Data extract:
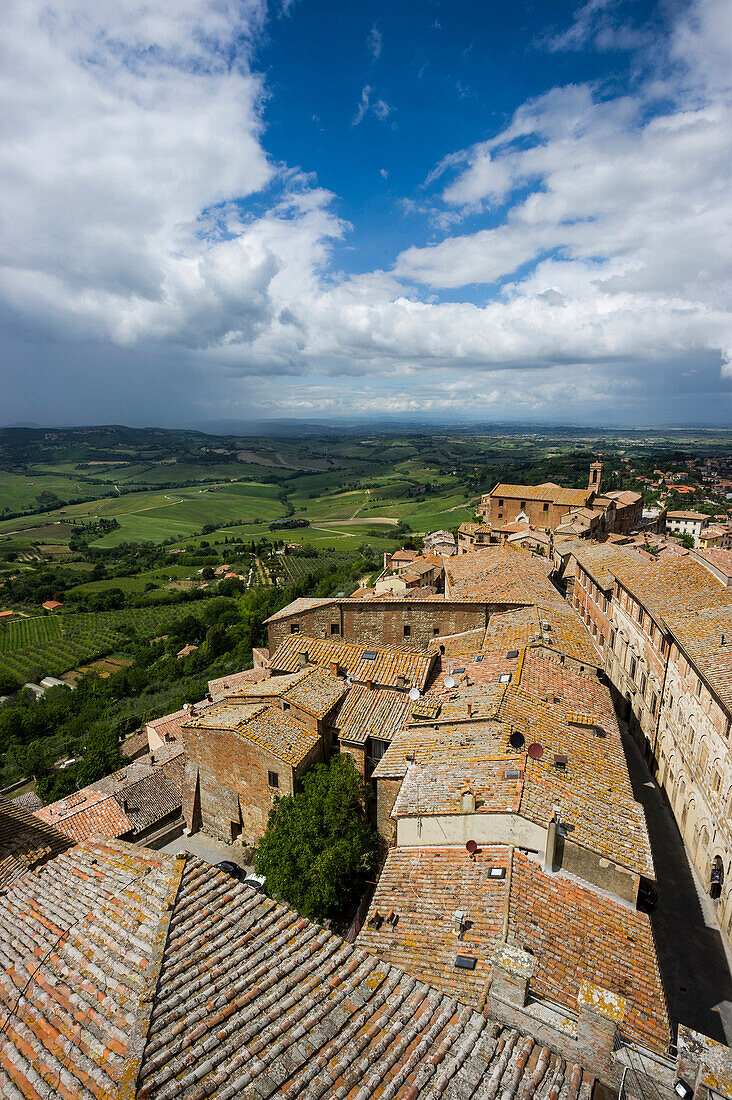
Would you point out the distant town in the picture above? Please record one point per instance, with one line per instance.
(446, 812)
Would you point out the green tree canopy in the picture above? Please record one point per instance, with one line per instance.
(319, 848)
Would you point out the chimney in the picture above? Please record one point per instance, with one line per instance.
(596, 477)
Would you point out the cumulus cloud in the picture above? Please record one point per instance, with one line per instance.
(378, 107)
(127, 179)
(373, 43)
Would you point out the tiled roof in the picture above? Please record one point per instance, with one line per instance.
(685, 596)
(476, 719)
(501, 574)
(268, 726)
(722, 559)
(572, 497)
(252, 999)
(83, 936)
(168, 727)
(374, 712)
(85, 814)
(28, 801)
(236, 680)
(624, 497)
(574, 932)
(390, 664)
(24, 842)
(317, 692)
(303, 604)
(153, 798)
(437, 789)
(314, 689)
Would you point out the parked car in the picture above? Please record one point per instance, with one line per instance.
(647, 897)
(233, 869)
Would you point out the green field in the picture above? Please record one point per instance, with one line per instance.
(48, 645)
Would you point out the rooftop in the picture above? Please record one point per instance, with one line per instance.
(372, 712)
(571, 497)
(194, 985)
(383, 664)
(85, 814)
(575, 933)
(25, 842)
(266, 726)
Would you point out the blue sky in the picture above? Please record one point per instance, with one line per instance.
(476, 210)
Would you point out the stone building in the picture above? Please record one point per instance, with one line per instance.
(549, 507)
(195, 985)
(665, 628)
(254, 745)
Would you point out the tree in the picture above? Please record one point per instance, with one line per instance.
(319, 848)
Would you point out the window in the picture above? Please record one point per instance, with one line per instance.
(378, 749)
(703, 758)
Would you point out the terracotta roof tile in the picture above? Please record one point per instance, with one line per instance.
(25, 842)
(389, 666)
(574, 933)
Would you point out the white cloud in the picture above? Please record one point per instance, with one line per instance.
(379, 107)
(373, 43)
(126, 173)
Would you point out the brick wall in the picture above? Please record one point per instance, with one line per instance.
(235, 796)
(386, 791)
(382, 623)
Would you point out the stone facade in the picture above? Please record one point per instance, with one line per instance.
(228, 787)
(379, 622)
(677, 716)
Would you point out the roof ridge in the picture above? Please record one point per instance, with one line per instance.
(143, 1012)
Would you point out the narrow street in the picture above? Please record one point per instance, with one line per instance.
(692, 960)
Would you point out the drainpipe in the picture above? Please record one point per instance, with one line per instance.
(661, 700)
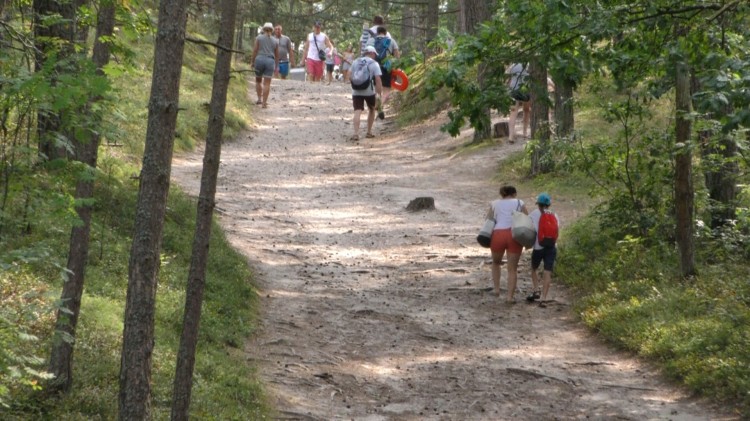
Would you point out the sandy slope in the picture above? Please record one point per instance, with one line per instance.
(371, 312)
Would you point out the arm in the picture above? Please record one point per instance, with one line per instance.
(291, 54)
(255, 51)
(378, 85)
(307, 46)
(276, 59)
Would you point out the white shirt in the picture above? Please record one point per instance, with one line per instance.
(503, 209)
(536, 215)
(312, 51)
(374, 68)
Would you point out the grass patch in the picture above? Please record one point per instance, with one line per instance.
(225, 385)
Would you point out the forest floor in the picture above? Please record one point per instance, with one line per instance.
(371, 312)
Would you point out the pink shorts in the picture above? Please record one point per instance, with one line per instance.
(315, 68)
(502, 240)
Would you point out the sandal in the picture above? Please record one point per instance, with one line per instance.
(533, 296)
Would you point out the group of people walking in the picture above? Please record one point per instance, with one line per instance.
(502, 243)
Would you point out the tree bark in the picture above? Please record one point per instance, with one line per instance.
(684, 192)
(431, 26)
(45, 37)
(472, 13)
(138, 332)
(540, 130)
(564, 118)
(206, 201)
(61, 356)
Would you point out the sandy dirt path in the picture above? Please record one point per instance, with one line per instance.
(371, 312)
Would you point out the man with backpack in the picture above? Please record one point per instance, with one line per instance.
(385, 46)
(366, 83)
(547, 225)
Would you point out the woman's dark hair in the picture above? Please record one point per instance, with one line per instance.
(506, 191)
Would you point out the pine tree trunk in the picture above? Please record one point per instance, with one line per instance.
(61, 356)
(540, 128)
(206, 201)
(46, 38)
(684, 200)
(564, 118)
(138, 333)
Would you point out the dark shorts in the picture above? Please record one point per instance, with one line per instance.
(359, 102)
(284, 68)
(547, 254)
(520, 95)
(385, 78)
(264, 66)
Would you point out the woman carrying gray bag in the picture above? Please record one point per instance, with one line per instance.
(502, 241)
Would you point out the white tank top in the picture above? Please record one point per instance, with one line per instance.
(503, 209)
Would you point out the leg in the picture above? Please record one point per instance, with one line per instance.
(357, 116)
(497, 259)
(266, 90)
(526, 117)
(512, 274)
(259, 88)
(547, 276)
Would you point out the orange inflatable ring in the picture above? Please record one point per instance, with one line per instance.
(399, 81)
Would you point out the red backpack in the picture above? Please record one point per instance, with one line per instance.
(548, 229)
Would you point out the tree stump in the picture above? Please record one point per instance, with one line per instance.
(500, 129)
(421, 203)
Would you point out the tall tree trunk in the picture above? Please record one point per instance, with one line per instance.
(540, 130)
(431, 26)
(138, 332)
(408, 27)
(61, 356)
(47, 36)
(206, 201)
(564, 119)
(684, 192)
(474, 12)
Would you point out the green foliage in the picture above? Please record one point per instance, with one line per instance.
(37, 212)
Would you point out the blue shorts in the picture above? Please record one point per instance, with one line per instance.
(547, 254)
(265, 66)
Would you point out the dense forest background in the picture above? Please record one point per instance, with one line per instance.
(97, 95)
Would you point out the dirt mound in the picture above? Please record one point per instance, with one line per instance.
(372, 312)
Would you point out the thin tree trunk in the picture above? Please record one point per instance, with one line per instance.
(564, 117)
(206, 201)
(431, 26)
(46, 36)
(540, 130)
(684, 200)
(61, 356)
(138, 332)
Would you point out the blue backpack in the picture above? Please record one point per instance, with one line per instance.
(381, 47)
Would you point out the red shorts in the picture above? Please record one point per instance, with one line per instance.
(502, 240)
(315, 68)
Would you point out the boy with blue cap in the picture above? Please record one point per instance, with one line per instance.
(544, 248)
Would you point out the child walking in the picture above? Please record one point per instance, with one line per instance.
(546, 223)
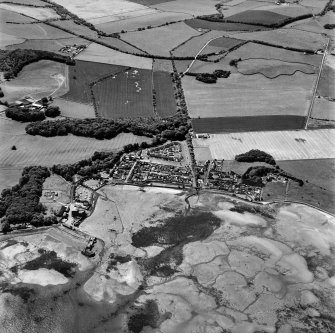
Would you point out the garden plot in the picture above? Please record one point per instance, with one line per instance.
(101, 54)
(101, 11)
(159, 41)
(134, 23)
(127, 94)
(287, 38)
(282, 145)
(34, 12)
(273, 68)
(255, 95)
(39, 79)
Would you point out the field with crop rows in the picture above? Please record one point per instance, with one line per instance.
(159, 41)
(166, 104)
(127, 94)
(83, 73)
(282, 145)
(254, 95)
(247, 123)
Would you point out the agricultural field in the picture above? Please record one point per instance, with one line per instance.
(326, 87)
(133, 24)
(165, 100)
(258, 17)
(159, 41)
(319, 172)
(282, 145)
(127, 94)
(74, 109)
(323, 109)
(273, 68)
(39, 79)
(37, 150)
(257, 51)
(82, 74)
(249, 95)
(101, 54)
(37, 13)
(298, 39)
(102, 11)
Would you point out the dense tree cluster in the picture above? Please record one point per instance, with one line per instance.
(12, 62)
(255, 155)
(24, 114)
(21, 204)
(174, 128)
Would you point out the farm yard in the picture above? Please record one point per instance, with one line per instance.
(127, 94)
(84, 73)
(252, 95)
(101, 54)
(39, 79)
(282, 145)
(159, 41)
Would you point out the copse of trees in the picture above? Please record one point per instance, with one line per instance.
(12, 62)
(255, 155)
(24, 114)
(21, 203)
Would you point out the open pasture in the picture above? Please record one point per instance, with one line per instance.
(39, 79)
(203, 24)
(74, 109)
(228, 124)
(326, 87)
(38, 150)
(257, 51)
(132, 24)
(127, 94)
(82, 74)
(320, 172)
(323, 109)
(159, 41)
(101, 11)
(165, 100)
(298, 39)
(263, 17)
(34, 12)
(255, 95)
(194, 45)
(282, 145)
(273, 68)
(101, 54)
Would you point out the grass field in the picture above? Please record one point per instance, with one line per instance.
(37, 150)
(247, 123)
(101, 54)
(256, 51)
(326, 87)
(166, 104)
(39, 79)
(159, 41)
(127, 94)
(258, 17)
(82, 74)
(320, 172)
(132, 24)
(202, 24)
(240, 95)
(323, 109)
(282, 145)
(274, 68)
(36, 13)
(287, 38)
(74, 109)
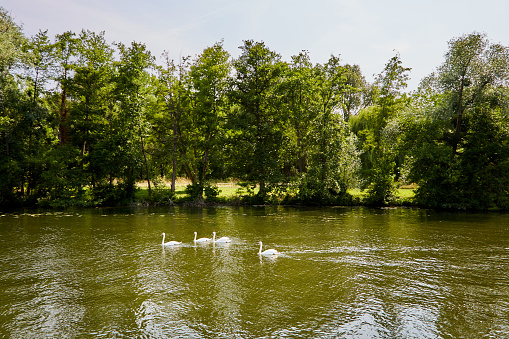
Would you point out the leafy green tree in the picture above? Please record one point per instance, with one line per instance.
(209, 75)
(40, 64)
(173, 102)
(462, 163)
(133, 89)
(90, 89)
(379, 146)
(333, 158)
(65, 50)
(11, 57)
(296, 93)
(258, 125)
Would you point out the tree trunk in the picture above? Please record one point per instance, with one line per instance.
(146, 166)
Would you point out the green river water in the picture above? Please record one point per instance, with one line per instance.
(342, 273)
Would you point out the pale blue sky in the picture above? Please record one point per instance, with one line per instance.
(363, 32)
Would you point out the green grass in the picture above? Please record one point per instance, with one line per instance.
(231, 190)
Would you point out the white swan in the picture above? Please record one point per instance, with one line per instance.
(170, 243)
(267, 252)
(201, 239)
(222, 239)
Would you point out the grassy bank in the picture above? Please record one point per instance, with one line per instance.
(232, 191)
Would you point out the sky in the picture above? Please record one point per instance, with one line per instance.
(363, 32)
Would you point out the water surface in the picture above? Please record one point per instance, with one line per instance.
(343, 273)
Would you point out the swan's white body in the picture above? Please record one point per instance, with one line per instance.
(222, 239)
(267, 252)
(201, 239)
(170, 243)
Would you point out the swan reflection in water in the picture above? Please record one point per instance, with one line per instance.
(170, 243)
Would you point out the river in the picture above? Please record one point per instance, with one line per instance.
(342, 273)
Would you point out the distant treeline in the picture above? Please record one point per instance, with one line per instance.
(81, 121)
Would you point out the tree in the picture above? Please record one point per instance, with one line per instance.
(65, 50)
(173, 100)
(133, 91)
(258, 136)
(333, 159)
(296, 92)
(463, 161)
(209, 76)
(90, 89)
(379, 159)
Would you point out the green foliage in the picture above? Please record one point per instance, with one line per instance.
(81, 121)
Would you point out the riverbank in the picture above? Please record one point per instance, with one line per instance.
(237, 193)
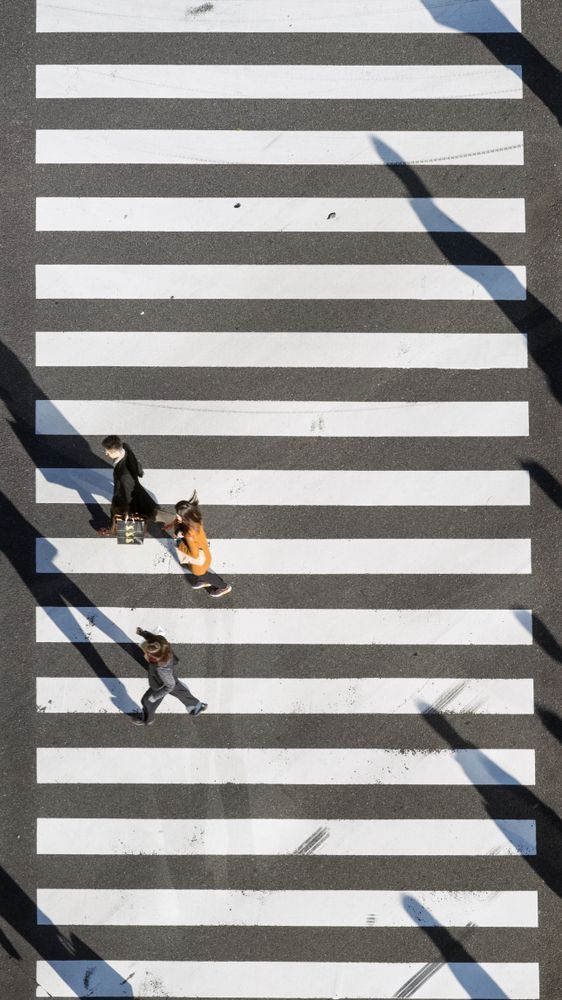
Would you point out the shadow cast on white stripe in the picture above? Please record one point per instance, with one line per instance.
(300, 487)
(276, 215)
(290, 626)
(277, 82)
(284, 908)
(113, 349)
(302, 695)
(288, 837)
(286, 16)
(242, 766)
(284, 980)
(282, 418)
(307, 282)
(293, 556)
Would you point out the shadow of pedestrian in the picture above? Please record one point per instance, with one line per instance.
(78, 966)
(19, 545)
(545, 480)
(523, 310)
(474, 980)
(550, 721)
(542, 635)
(547, 862)
(508, 45)
(19, 393)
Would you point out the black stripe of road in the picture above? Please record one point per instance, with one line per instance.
(309, 115)
(315, 522)
(83, 660)
(290, 314)
(315, 48)
(301, 591)
(299, 384)
(278, 248)
(404, 874)
(295, 944)
(185, 452)
(286, 802)
(227, 180)
(393, 732)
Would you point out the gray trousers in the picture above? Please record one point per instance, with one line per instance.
(152, 699)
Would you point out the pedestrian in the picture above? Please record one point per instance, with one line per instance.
(193, 549)
(163, 679)
(129, 497)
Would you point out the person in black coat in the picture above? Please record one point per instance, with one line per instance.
(129, 497)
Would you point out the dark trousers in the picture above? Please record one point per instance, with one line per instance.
(213, 579)
(152, 699)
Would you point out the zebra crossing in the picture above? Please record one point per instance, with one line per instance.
(327, 859)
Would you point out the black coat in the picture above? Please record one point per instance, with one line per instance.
(129, 497)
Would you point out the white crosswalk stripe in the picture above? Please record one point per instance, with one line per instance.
(239, 837)
(111, 349)
(280, 696)
(298, 215)
(291, 626)
(291, 908)
(209, 227)
(218, 766)
(288, 980)
(279, 15)
(207, 146)
(314, 555)
(259, 82)
(283, 418)
(265, 487)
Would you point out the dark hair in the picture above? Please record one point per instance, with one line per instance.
(189, 510)
(112, 441)
(159, 648)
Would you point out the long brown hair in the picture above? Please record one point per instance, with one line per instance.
(189, 511)
(158, 648)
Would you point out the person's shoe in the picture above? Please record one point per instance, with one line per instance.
(138, 720)
(220, 591)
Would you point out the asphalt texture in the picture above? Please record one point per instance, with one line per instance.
(23, 729)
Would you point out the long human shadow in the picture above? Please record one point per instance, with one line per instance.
(19, 547)
(545, 481)
(542, 635)
(550, 721)
(524, 311)
(473, 979)
(547, 862)
(78, 965)
(509, 47)
(19, 392)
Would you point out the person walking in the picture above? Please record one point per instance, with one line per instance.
(129, 496)
(193, 549)
(163, 680)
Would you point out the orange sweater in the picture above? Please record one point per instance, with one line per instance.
(193, 543)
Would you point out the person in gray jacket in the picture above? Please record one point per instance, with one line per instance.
(163, 680)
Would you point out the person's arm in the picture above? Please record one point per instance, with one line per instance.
(149, 636)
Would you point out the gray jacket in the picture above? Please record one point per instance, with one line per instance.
(162, 677)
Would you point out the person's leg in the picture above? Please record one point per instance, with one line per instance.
(183, 694)
(150, 702)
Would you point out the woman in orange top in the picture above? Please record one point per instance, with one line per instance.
(193, 549)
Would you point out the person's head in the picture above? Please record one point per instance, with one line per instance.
(158, 649)
(189, 511)
(113, 446)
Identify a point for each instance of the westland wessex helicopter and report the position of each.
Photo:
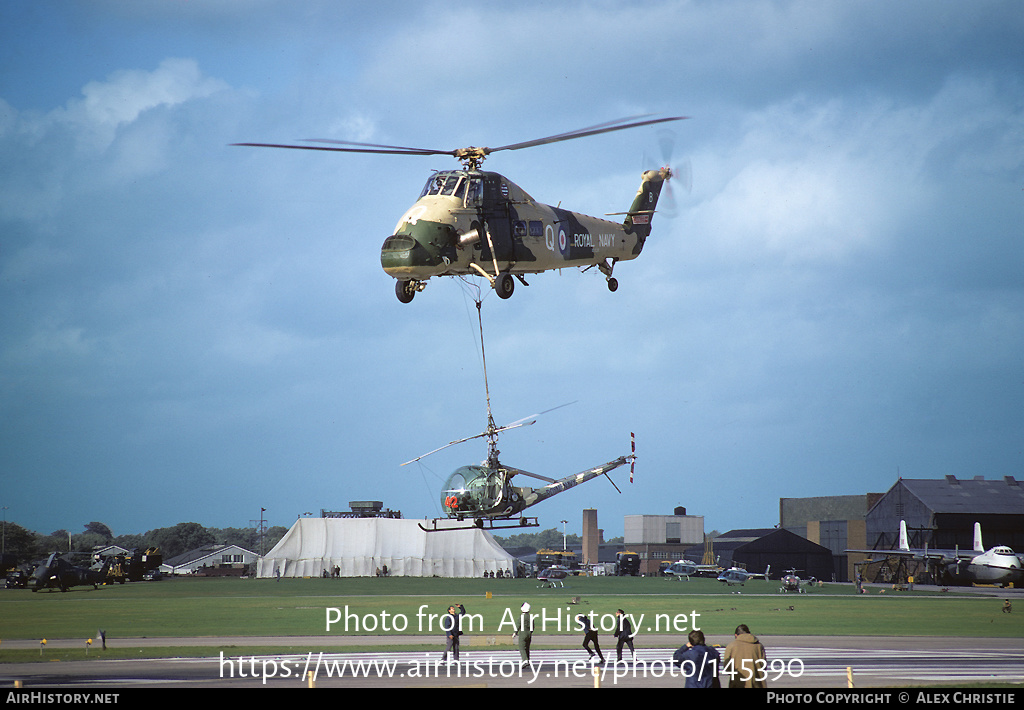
(484, 494)
(58, 573)
(473, 222)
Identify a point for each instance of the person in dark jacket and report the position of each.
(744, 660)
(452, 623)
(698, 662)
(590, 636)
(624, 632)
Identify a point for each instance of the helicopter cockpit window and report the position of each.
(474, 193)
(446, 184)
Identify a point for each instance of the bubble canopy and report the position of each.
(472, 490)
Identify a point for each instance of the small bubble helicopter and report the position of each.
(484, 493)
(473, 222)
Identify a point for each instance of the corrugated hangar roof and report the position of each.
(952, 495)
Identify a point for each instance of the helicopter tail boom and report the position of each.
(554, 488)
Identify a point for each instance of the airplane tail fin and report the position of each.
(644, 204)
(903, 542)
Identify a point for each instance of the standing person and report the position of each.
(748, 660)
(452, 623)
(702, 668)
(590, 636)
(624, 631)
(524, 630)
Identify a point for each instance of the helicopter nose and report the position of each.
(397, 255)
(403, 256)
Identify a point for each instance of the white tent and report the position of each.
(361, 546)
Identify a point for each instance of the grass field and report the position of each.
(403, 607)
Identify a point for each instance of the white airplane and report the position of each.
(994, 566)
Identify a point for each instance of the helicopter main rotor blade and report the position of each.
(526, 421)
(583, 132)
(381, 150)
(450, 444)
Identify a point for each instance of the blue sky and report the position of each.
(194, 331)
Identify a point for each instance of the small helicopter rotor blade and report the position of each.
(611, 482)
(397, 149)
(583, 132)
(526, 421)
(384, 150)
(450, 444)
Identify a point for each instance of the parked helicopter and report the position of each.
(57, 572)
(553, 576)
(737, 575)
(484, 493)
(791, 582)
(473, 222)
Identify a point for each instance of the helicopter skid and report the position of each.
(481, 524)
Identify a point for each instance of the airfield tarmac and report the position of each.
(803, 662)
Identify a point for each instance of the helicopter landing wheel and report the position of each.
(404, 290)
(504, 285)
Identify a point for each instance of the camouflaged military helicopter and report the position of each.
(484, 493)
(473, 222)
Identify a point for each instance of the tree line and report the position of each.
(26, 544)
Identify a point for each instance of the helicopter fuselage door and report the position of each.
(497, 219)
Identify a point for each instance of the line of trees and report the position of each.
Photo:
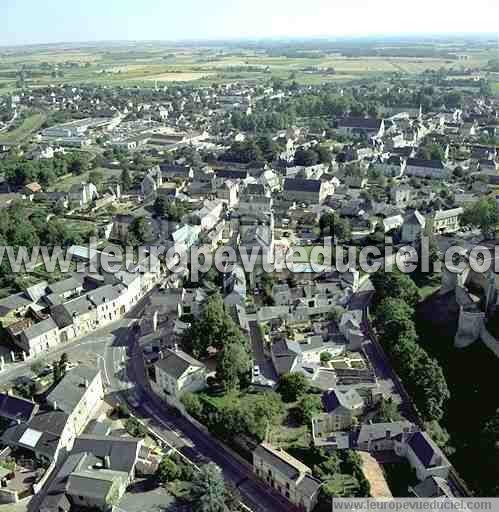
(394, 309)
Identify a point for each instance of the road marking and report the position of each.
(99, 358)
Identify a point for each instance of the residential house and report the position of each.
(47, 434)
(95, 475)
(359, 126)
(228, 192)
(341, 411)
(151, 182)
(78, 394)
(172, 171)
(424, 456)
(433, 169)
(254, 199)
(17, 409)
(413, 227)
(306, 191)
(121, 226)
(177, 373)
(446, 221)
(394, 167)
(207, 216)
(401, 196)
(39, 337)
(81, 195)
(287, 475)
(392, 223)
(29, 190)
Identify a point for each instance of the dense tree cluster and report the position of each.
(422, 375)
(251, 415)
(482, 214)
(19, 171)
(216, 329)
(331, 224)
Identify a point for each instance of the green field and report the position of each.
(29, 125)
(144, 64)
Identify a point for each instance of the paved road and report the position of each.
(114, 350)
(197, 444)
(267, 369)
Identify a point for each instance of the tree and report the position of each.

Exercise goal: Leave out every picture and copy, exactly as written, the lines from the one with "Identify a point for each instance of the helicopter fuselage" through the end of the records above.

Expected answer:
Identify a point for each instance of the helicopter fuselage door and report the position of each.
(497, 219)
Identify a point for each instance of the line of trees and report the position of each.
Photo:
(394, 309)
Identify a point for each instance of the road marking and report the position of each.
(99, 358)
Identify a point for each instance of the residential house and report the position of each.
(47, 434)
(95, 475)
(359, 126)
(228, 192)
(341, 411)
(151, 182)
(78, 394)
(172, 171)
(424, 456)
(433, 169)
(254, 199)
(17, 409)
(413, 227)
(306, 191)
(121, 226)
(177, 373)
(446, 221)
(394, 167)
(207, 216)
(401, 196)
(39, 337)
(81, 195)
(287, 475)
(392, 223)
(29, 190)
Identify a point for each instance of the dense tree cluster and report the position of each.
(422, 375)
(251, 415)
(482, 214)
(19, 171)
(216, 329)
(331, 224)
Identify a point for each instance of the green field and report the position of each.
(29, 125)
(144, 64)
Identify a point for each instance of the paved road and report the position of each.
(114, 350)
(197, 444)
(267, 369)
Identify a point for each instance of the tree and report the position of each.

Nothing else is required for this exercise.